Tareas escritas -
(1) Según el texto sobre la revolución, ¿en qué año se llevó a cabo la alfabetización cubana?
(2) Copia literalmente el tramo del texto sobre la revolución que empieza en las palabras «Pero claro que» y termina después de «de la mayoría.».

Texto de referencia -
# # # # #
Pero claro que los opresores no
se resignan a abandonar sus posiciones de dominio y luchan a vida o muerte por
ellas, aunque aparentemente, los “otros” sean sus connacionales: enseguida se
enajenan de la mayoría del pueblo, porque las revoluciones –no los golpes de
estado– siempre son obra de la mayoría.
En un respetuoso diálogo con el
presidente venezolano aunque no tanto con sí mismo, el cantautor Rubén Blades,
hace años uno de los abanderados de la canción social en América Latina, expone
su concepto de revolución:
Para mí, la
verdadera revolución social
es la que entrega mejor calidad de vida a
todos, la que satisface las necesidades
de la especie humana, incluida la necesidad
de ser reconocidos y de llegar al estadio
de auto-realización, la que entrega oportunidad
sin esperar servidumbre en cambio.
Eso, desafortunadamente, no ha ocurrido
todavía con ninguna revolución.
es la que entrega mejor calidad de vida a
todos, la que satisface las necesidades
de la especie humana, incluida la necesidad
de ser reconocidos y de llegar al estadio
de auto-realización, la que entrega oportunidad
sin esperar servidumbre en cambio.
Eso, desafortunadamente, no ha ocurrido
todavía con ninguna revolución.
Ni va a ocurrir en ninguna
revolución verdadera, Rubén. No era sino la voluntad de mejorar la calidad de
vida de la gente lo que inspiró la Reforma Agraria cubana, que entregó parcelas
a miles de campesinos sin tierra y, esencial para procurar mejor calidad de
vida, fue la alfabetización cubana de 1961, –porque no hay autorrealización sin
saber leer– pero enseguida llegaron la invasión de Bahía de Cochinos y el
bloqueo económico que es repudiado cada año en la ONU, aunque acaba de cumplir
52.
# # # # #
Ítems guardados -
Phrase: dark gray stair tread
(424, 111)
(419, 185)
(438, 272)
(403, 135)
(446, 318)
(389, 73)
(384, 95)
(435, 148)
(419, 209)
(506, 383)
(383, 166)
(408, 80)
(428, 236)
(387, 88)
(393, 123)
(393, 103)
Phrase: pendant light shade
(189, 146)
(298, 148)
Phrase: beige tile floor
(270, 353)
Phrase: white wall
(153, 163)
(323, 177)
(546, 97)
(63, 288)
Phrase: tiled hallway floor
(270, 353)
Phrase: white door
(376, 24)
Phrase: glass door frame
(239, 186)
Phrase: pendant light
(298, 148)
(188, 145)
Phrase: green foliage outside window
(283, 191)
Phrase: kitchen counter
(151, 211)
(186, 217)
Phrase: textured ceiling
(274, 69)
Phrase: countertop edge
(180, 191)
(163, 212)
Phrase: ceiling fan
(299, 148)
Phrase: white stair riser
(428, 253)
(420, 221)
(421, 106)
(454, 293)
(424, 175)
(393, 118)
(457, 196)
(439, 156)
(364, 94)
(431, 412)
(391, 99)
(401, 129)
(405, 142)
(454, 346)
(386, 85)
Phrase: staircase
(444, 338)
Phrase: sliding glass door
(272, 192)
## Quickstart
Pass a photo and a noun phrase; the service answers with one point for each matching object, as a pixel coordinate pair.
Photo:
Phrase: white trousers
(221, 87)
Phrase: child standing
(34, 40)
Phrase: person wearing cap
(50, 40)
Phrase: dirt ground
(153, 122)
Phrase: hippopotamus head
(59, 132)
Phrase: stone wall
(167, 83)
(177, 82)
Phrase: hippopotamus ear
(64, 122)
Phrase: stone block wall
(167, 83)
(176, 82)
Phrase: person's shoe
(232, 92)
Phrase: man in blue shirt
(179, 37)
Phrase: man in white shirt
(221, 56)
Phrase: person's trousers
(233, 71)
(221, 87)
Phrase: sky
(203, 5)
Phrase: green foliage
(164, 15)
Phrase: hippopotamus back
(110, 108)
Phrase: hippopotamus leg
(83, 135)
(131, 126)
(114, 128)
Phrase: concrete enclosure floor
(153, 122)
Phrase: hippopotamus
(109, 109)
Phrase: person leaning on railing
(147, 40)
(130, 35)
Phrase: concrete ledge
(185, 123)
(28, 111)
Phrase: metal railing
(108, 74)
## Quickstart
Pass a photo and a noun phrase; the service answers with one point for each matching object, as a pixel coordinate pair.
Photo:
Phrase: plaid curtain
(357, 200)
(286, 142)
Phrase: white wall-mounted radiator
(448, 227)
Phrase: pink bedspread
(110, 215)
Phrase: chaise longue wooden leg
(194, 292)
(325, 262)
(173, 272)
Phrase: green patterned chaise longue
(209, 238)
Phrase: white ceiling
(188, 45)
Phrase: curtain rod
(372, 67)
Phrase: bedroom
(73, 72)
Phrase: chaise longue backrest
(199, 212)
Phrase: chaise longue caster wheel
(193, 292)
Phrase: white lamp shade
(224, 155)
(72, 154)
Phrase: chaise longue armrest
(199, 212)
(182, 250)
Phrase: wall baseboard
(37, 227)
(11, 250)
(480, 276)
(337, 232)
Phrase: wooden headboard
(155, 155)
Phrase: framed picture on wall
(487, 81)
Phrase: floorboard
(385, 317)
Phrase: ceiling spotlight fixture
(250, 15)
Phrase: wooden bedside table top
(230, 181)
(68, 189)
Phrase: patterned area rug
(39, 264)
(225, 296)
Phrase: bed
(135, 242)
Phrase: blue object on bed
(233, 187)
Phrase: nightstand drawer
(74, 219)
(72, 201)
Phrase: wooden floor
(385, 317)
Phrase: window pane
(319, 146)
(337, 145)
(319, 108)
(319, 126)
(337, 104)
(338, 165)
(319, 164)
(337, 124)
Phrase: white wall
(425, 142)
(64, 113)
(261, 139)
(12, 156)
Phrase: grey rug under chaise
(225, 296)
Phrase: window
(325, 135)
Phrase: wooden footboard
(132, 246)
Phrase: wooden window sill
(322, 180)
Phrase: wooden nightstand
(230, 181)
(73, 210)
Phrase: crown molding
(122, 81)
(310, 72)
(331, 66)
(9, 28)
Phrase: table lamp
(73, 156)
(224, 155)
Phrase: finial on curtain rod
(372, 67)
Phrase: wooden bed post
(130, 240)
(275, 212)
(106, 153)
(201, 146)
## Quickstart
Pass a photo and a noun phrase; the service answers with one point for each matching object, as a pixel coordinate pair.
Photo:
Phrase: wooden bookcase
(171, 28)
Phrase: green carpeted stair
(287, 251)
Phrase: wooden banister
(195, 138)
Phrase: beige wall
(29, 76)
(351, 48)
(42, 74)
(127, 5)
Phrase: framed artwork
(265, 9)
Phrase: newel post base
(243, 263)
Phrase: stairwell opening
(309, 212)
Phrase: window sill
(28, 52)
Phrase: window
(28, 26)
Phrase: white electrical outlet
# # # # #
Respuestas por tarea -
(1) En 1961.

(2)
Pero claro que los opresores no
se resignan a abandonar sus posiciones de dominio y luchan a vida o muerte por
ellas, aunque aparentemente, los “otros” sean sus connacionales: enseguida se
enajenan de la mayoría del pueblo, porque las revoluciones –no los golpes de
estado– siempre son obra de la mayoría.